┌──

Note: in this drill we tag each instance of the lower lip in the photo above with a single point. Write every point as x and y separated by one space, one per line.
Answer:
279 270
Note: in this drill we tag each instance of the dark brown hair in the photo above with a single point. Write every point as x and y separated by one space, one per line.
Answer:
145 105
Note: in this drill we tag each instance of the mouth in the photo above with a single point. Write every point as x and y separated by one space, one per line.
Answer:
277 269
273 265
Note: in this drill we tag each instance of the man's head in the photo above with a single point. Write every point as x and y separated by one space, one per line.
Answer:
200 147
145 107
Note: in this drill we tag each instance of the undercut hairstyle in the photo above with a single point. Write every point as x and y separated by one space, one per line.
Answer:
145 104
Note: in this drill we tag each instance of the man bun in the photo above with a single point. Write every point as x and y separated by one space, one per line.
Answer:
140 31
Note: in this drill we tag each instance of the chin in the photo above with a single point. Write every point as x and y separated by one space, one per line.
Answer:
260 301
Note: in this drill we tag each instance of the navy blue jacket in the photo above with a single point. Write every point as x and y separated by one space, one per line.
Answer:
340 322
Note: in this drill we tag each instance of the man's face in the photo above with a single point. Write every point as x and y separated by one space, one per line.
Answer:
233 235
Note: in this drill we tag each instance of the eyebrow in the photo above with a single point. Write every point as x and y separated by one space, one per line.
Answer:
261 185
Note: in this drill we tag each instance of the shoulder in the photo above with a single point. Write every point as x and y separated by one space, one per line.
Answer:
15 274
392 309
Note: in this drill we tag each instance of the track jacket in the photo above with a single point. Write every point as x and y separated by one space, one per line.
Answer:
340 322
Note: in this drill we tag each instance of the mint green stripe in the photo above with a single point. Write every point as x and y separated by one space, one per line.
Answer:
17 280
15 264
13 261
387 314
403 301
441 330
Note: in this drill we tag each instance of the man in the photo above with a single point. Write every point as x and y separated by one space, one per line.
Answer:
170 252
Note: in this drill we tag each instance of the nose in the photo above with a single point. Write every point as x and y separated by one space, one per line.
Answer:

└──

Exercise :: Rewrite the listing above with "drill" changed to "exercise" wherever it occurs, keeping every other character the same.

Written reply ::
Note: in this exercise we tag each instance of the lower lip in the photo above with a single point. Write every point as x and y separated by one space, one per line.
Answer:
279 270
Note: in this exercise we tag each instance of the dark brown hair in the photo above with a single point. Write every point as x and y separated by one space, one per line.
Answer:
145 105
Note: in this exercise we tag each instance of the mouth in the photo above with a single point. Write every point as x and y separated by one space, one per line.
Answer:
277 269
273 265
Note: in this exercise we tag each instance of the man's head in the photo above with a single point. Write every point as x and y separated by one space, one per line.
Answer:
200 147
145 107
Note: in this exercise we tag each instance of the undercut hairstyle in the photo above with a single point. Write every point as x and y separated by one space, one per line.
Answer:
145 104
Note: in this exercise we tag each instance of the man bun in the photo above with a single point. Write every point as x and y separated by one space, one per line.
Answer:
140 31
Note: in this exercise we tag each instance of the chin in the photo above with a single point. Write every point as x and y separated by one space, one per line.
Answer:
260 301
Note: in this exercise we tag each instance of the navy blue jacket in the photo above with a single point. Write every point as x and y separated by one space, one per line.
Answer:
340 322
Note: in this exercise we tag each instance of the man's face in the photo above with a single point. Write every point as x and y separated by one space, one per line.
Answer:
233 235
Note: in this exercise we tag each instance of the eyebrow in the photo above with a single point. Write every point as x and y separated by one space, one per line.
Answer:
261 185
Note: in this exercise we tag each instance of the shoulder in the photo above with a single point. Write every point as x and y separated by one space, one per line.
Answer:
15 274
392 309
Note: in this exercise we tag each instance of the track jacket in the photo above with a single point. Write every point as x and y separated by one space, one per line.
Answer:
340 322
Note: in this exercise we tag each instance of the mint green stripe in the photo above with a single point. Write every point as x and y separated by one space, one per line.
Answer:
17 280
15 264
13 261
387 314
403 301
441 330
Note: in this exercise we tag each instance of the man in the photo above with a single point. Write every point as x and y separated by one space, one per line.
Answer:
170 252
Note: in this exercise we tag each instance of the nose in the photo above with a single point. Write every point as x and y separated by one space, one per line.
Answer:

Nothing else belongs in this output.